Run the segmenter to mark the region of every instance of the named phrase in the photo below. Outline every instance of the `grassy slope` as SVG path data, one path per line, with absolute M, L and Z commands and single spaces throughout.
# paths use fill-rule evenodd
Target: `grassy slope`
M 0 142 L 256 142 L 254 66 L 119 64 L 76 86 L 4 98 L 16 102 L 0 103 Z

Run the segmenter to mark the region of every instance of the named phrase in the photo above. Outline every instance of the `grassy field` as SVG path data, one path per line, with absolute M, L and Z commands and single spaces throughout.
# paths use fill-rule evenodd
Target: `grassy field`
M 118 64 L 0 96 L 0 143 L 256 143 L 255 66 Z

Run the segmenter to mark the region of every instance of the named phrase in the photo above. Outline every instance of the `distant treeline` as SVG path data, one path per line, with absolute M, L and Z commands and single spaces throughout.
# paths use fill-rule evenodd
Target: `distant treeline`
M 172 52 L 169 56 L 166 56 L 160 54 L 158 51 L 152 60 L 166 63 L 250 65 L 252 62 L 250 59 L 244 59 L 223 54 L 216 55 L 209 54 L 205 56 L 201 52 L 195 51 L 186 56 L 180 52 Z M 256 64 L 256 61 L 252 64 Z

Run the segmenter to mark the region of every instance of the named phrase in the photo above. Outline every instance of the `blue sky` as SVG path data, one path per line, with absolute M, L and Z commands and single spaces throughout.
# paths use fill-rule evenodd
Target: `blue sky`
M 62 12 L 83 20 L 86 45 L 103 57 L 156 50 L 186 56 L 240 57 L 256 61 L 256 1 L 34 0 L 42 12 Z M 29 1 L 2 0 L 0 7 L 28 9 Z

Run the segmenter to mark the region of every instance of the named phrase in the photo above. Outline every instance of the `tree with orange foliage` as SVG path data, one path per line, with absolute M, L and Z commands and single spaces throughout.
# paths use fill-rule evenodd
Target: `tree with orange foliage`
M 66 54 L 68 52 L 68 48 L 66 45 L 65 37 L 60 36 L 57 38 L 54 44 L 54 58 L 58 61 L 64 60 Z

══════

THE TASK: Write out all five entries above again, word for word, with every line and character unchanged.

COMPLETE ANSWER:
Run the segmenter to mark the region of every instance of the named phrase in the photo below. Outline every instance of the `grassy slope` as SVG path data, one path per line, with absolute M, L and Z commands and single spaces throughout.
# paths use fill-rule evenodd
Target: `grassy slope`
M 0 142 L 256 142 L 254 66 L 119 64 L 76 86 L 4 98 L 16 102 L 0 103 Z

Run the segmenter to mark the region of every instance of the named phrase in the photo above. Outline every instance of the `grassy field` as SVG path data, one path per line, with absolute M, L and Z commands and single spaces throughout.
# paths use fill-rule evenodd
Target: `grassy field`
M 118 64 L 0 96 L 0 143 L 256 143 L 255 66 Z

Run the segmenter to mark the region of every instance of the named phrase in the photo above. Outline every instance of the `distant treeline` as SVG path data, one path per line, with absolute M, L and Z commands and single spaces throughout.
# paths use fill-rule evenodd
Target: `distant treeline`
M 172 52 L 169 56 L 166 56 L 160 54 L 158 51 L 152 60 L 166 63 L 250 65 L 252 62 L 250 59 L 244 59 L 223 54 L 216 55 L 209 54 L 205 56 L 201 52 L 195 51 L 186 56 L 180 52 Z M 256 64 L 256 61 L 252 64 Z

Run the segmenter to mark the region of every instance of the named phrase in the photo above. Outline every instance of the `blue sky` as SVG path data, one path per line, with absolute M, L and Z commands and single spaces throughout.
# paths use fill-rule evenodd
Target: `blue sky`
M 62 12 L 83 20 L 86 45 L 103 57 L 156 50 L 186 56 L 240 57 L 256 61 L 256 1 L 34 0 L 42 12 Z M 29 1 L 2 0 L 0 7 L 28 9 Z

Run the segmenter to mark the region of every instance of the named phrase in the photo above. Outline every instance of the `tree with orange foliage` as SVG path data, one path per line, with absolute M, L and Z commands and single spaces throughout.
# paths use fill-rule evenodd
Target: `tree with orange foliage`
M 66 54 L 68 52 L 68 48 L 66 45 L 65 37 L 60 36 L 57 38 L 54 44 L 54 58 L 58 61 L 64 60 Z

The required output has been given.